> _Article_:
---

A common exhaust system must be ventilated by a fan that operates continuously. This is clearly stated in current building codes. The fan serves two purposes. It assures that whenever an appliance is used it is also being exhausted, and it directs the flow of a potential fire to the outside. For fire safety, each appliance’s duct connection into the common duct must have a sub-duct installed (see Fig. 6). The sub-ducts prevent a potential fire to spread to other stories.
When utilizing a common exhaust system it is unlikely that all users use all the appliances simultaneously. This means diversity factors can be applied to the duct design, saving space, materials and labor.
Common exhaust systems, like all location ventilations systems, have the potential for significant energy loss. A traditional system with an exhaust fan operating at full speed 24/7 can exhaust huge amounts of conditioned air. It only takes a visit to the rooftop to observe the exhaust flow - nice and cool in the summer and nice and warm in the winter - to realize energy is being lost.
Table 1: Typical appliance exhaust rates.
Table 1 shows some typical exhaust rates for the appliances.
Take the example of a 10-story building with four apartments per floor using a single fan for each of the three applications. That would add up to 40 x 175 cfm for the dryers, 40 x 75 cfm for the bathrooms and maybe 40 x 250 cfm or a total of 10,000 cfm. If the appliances are only used 30 percent of the time, the excess exhaust of conditioned air would be 7,000 cfm or 10,080,000 cubic feet per day
It seems obvious that there is a huge savings potential if using a DCV system.
But why not use a single speed fan with a relief damper?
The challenge in exhaust systems in multi-story buildings is avoiding negative pressure zones on the top floors of the building. That means that the pressure drop in the vertical shaft must be very low (0.1-0.2 inches wc). So, if the shaft is connected to a relief damper to the outside via a horizontal duct this duct can’t have any pressure drop. This makes it fairly large and costly.
You cannot pull air from a parking garage, because usually operates under negative pressure.
If the vertical shaft has a relief damper it is still conditioned air that is being pulled in most cases.
ESTABLISHING A MODEL TO QUANTIFY ENERGY SAVINGS IN LOCAL VENTILATION APPLICATIONS
It’s difficult to quantify the energy savings associated with a DCV system. However, recent studies in Canada have devised a calculation tool for clothes dryers than can also be used for kitchen and bathroom exhaust systems.
A project by the Natural Gas Technologies Centre, Montreal, on behalf of Enbridge Gas Distribution, regarding the cost-effectiveness of switching from electric to natural gas-fired dryers discovered that there is a great potential for energy savings in vertical subdivisions and their laundry facilities. The data was collected from information in the open literature, laboratory test performances, and monitoring of laundries located in the greater Toronto area.

---

> _Given data_:
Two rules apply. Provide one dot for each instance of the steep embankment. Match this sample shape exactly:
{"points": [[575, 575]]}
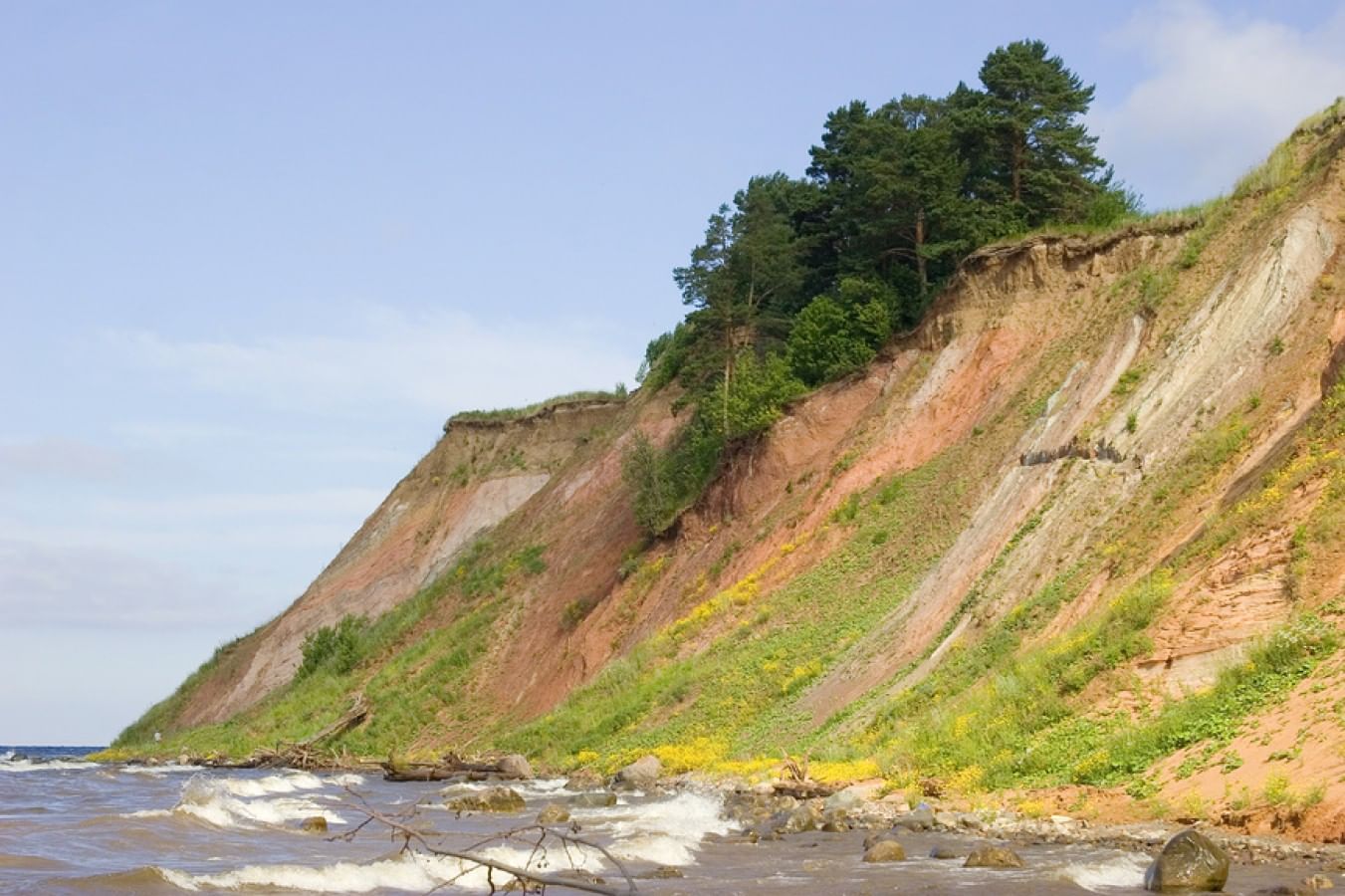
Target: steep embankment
{"points": [[1083, 527]]}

---

> _The exercise_:
Retype the passage of the exhaust ventilation article above, starting at "Table 1: Typical" and ending at "a relief damper?".

> _Right answer_:
Table 1: Typical appliance exhaust rates.
Table 1 shows some typical exhaust rates for the appliances.
Take the example of a 10-story building with four apartments per floor using a single fan for each of the three applications. That would add up to 40 x 175 cfm for the dryers, 40 x 75 cfm for the bathrooms and maybe 40 x 250 cfm or a total of 10,000 cfm. If the appliances are only used 30 percent of the time, the excess exhaust of conditioned air would be 7,000 cfm or 10,080,000 cubic feet per day
It seems obvious that there is a huge savings potential if using a DCV system.
But why not use a single speed fan with a relief damper?